WHAT YOU HAVE TO DO | Copy every entry precisely.

— Begin ENTRIES —

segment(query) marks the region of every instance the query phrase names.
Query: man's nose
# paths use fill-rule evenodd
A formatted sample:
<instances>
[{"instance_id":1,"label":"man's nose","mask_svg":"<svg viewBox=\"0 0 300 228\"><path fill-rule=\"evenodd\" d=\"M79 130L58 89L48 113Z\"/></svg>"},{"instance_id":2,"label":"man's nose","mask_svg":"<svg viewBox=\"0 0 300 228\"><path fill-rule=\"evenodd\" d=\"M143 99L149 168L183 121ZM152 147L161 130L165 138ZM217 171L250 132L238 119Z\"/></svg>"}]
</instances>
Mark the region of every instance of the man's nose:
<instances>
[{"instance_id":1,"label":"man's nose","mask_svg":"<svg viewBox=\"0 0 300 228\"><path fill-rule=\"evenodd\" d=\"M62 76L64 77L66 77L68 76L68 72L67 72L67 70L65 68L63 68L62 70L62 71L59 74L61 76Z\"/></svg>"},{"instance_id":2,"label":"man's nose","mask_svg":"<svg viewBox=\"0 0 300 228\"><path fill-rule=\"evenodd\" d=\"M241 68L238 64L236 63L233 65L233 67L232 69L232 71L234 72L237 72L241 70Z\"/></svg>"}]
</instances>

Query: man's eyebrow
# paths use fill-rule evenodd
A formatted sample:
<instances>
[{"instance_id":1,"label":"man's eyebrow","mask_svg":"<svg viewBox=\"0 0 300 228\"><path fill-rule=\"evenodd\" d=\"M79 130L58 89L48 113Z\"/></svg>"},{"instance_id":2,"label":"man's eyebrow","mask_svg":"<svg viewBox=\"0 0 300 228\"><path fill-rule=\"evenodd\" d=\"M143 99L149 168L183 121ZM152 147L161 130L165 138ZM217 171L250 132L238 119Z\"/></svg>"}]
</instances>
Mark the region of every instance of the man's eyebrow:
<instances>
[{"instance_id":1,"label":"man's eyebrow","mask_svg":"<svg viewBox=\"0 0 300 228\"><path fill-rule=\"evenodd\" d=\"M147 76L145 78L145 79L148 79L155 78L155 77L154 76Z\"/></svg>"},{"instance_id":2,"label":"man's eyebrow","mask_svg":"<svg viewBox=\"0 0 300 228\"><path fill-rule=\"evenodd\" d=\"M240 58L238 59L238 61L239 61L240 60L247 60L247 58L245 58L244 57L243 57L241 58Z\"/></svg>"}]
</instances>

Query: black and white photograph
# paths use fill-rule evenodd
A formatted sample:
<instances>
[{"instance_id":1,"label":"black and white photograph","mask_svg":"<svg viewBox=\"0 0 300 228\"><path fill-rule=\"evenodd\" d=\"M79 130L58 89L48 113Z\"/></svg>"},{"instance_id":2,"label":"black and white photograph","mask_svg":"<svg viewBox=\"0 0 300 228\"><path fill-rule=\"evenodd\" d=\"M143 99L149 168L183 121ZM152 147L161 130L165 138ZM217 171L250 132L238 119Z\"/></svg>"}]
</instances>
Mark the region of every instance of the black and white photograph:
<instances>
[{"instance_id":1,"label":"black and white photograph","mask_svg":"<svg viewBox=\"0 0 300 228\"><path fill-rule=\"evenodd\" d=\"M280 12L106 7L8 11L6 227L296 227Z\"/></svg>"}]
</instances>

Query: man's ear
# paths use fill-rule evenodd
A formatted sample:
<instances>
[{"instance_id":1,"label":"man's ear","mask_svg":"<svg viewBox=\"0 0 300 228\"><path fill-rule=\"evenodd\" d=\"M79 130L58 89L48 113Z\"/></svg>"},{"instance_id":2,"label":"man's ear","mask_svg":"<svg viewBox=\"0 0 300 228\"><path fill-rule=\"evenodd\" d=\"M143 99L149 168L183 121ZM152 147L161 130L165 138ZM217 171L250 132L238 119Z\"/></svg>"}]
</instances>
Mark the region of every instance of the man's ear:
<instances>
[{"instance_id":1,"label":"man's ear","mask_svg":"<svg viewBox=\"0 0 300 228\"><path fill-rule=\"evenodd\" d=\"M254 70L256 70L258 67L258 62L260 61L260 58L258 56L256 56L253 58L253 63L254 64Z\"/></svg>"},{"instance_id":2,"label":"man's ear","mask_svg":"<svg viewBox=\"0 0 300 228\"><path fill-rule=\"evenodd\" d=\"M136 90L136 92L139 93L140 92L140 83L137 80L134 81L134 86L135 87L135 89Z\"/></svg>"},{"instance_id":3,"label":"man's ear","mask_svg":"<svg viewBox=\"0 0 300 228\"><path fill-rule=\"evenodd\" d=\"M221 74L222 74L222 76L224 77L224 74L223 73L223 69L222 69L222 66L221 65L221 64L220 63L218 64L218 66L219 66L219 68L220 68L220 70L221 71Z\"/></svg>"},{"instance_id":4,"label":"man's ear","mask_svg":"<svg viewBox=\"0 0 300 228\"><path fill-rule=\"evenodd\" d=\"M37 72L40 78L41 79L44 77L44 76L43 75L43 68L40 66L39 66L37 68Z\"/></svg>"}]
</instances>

— End ENTRIES —

SOLUTION TO THIS TASK |
segment(query) marks the region of every instance the query phrase names.
Query: man's nose
# paths use fill-rule evenodd
A formatted sample:
<instances>
[{"instance_id":1,"label":"man's nose","mask_svg":"<svg viewBox=\"0 0 300 228\"><path fill-rule=\"evenodd\" d=\"M79 130L58 89L48 113Z\"/></svg>"},{"instance_id":2,"label":"man's nose","mask_svg":"<svg viewBox=\"0 0 300 228\"><path fill-rule=\"evenodd\" d=\"M143 99L149 168L183 121ZM152 147L161 130L165 138ZM217 171L250 132L238 119Z\"/></svg>"}]
</instances>
Mark the region of every instance of the man's nose:
<instances>
[{"instance_id":1,"label":"man's nose","mask_svg":"<svg viewBox=\"0 0 300 228\"><path fill-rule=\"evenodd\" d=\"M62 76L64 77L66 77L68 76L68 72L67 72L67 70L65 68L63 68L62 70L62 71L59 74L61 76Z\"/></svg>"},{"instance_id":2,"label":"man's nose","mask_svg":"<svg viewBox=\"0 0 300 228\"><path fill-rule=\"evenodd\" d=\"M241 68L238 64L236 63L233 65L233 67L232 69L232 71L234 72L237 72L241 70Z\"/></svg>"}]
</instances>

Query: man's eyebrow
# paths use fill-rule evenodd
A formatted sample:
<instances>
[{"instance_id":1,"label":"man's eyebrow","mask_svg":"<svg viewBox=\"0 0 300 228\"><path fill-rule=\"evenodd\" d=\"M79 130L58 89L48 113Z\"/></svg>"},{"instance_id":2,"label":"man's eyebrow","mask_svg":"<svg viewBox=\"0 0 300 228\"><path fill-rule=\"evenodd\" d=\"M143 99L149 168L183 121ZM152 147L161 130L165 138ZM217 171L250 132L238 119Z\"/></svg>"}]
</instances>
Mark the region of every instance of the man's eyebrow:
<instances>
[{"instance_id":1,"label":"man's eyebrow","mask_svg":"<svg viewBox=\"0 0 300 228\"><path fill-rule=\"evenodd\" d=\"M147 76L145 78L145 79L148 79L155 78L155 77L154 76Z\"/></svg>"},{"instance_id":2,"label":"man's eyebrow","mask_svg":"<svg viewBox=\"0 0 300 228\"><path fill-rule=\"evenodd\" d=\"M240 58L238 59L238 61L239 61L240 60L247 60L247 58L245 58L244 57L243 57L241 58Z\"/></svg>"}]
</instances>

Query: black and white photograph
# paths use fill-rule evenodd
A formatted sample:
<instances>
[{"instance_id":1,"label":"black and white photograph","mask_svg":"<svg viewBox=\"0 0 300 228\"><path fill-rule=\"evenodd\" d=\"M79 130L58 89L48 113Z\"/></svg>"},{"instance_id":2,"label":"black and white photograph","mask_svg":"<svg viewBox=\"0 0 300 228\"><path fill-rule=\"evenodd\" d=\"M143 99L149 168L183 121ZM152 147L161 130L165 138ZM217 171L250 132L238 119Z\"/></svg>"}]
</instances>
Mark the region of every instance of the black and white photograph:
<instances>
[{"instance_id":1,"label":"black and white photograph","mask_svg":"<svg viewBox=\"0 0 300 228\"><path fill-rule=\"evenodd\" d=\"M280 12L106 7L8 11L6 227L296 227Z\"/></svg>"}]
</instances>

Query: man's ear
# paths use fill-rule evenodd
A formatted sample:
<instances>
[{"instance_id":1,"label":"man's ear","mask_svg":"<svg viewBox=\"0 0 300 228\"><path fill-rule=\"evenodd\" d=\"M79 130L58 89L48 113Z\"/></svg>"},{"instance_id":2,"label":"man's ear","mask_svg":"<svg viewBox=\"0 0 300 228\"><path fill-rule=\"evenodd\" d=\"M143 99L149 168L183 121ZM152 147L161 130L165 138ZM217 171L250 132L238 119Z\"/></svg>"}]
</instances>
Mark the region of every instance of the man's ear:
<instances>
[{"instance_id":1,"label":"man's ear","mask_svg":"<svg viewBox=\"0 0 300 228\"><path fill-rule=\"evenodd\" d=\"M254 70L256 70L258 67L258 62L260 61L260 58L258 56L256 56L253 58L253 63L254 64Z\"/></svg>"},{"instance_id":2,"label":"man's ear","mask_svg":"<svg viewBox=\"0 0 300 228\"><path fill-rule=\"evenodd\" d=\"M136 90L136 92L139 93L140 92L140 83L137 80L134 81L134 86L135 87L135 89Z\"/></svg>"},{"instance_id":3,"label":"man's ear","mask_svg":"<svg viewBox=\"0 0 300 228\"><path fill-rule=\"evenodd\" d=\"M221 74L222 74L222 76L224 77L224 74L223 73L223 69L222 69L222 66L221 65L221 64L220 63L218 64L218 66L219 66L219 68L220 68L220 70L221 71Z\"/></svg>"},{"instance_id":4,"label":"man's ear","mask_svg":"<svg viewBox=\"0 0 300 228\"><path fill-rule=\"evenodd\" d=\"M37 72L40 78L41 79L44 77L44 76L43 75L43 68L40 66L39 66L37 68Z\"/></svg>"}]
</instances>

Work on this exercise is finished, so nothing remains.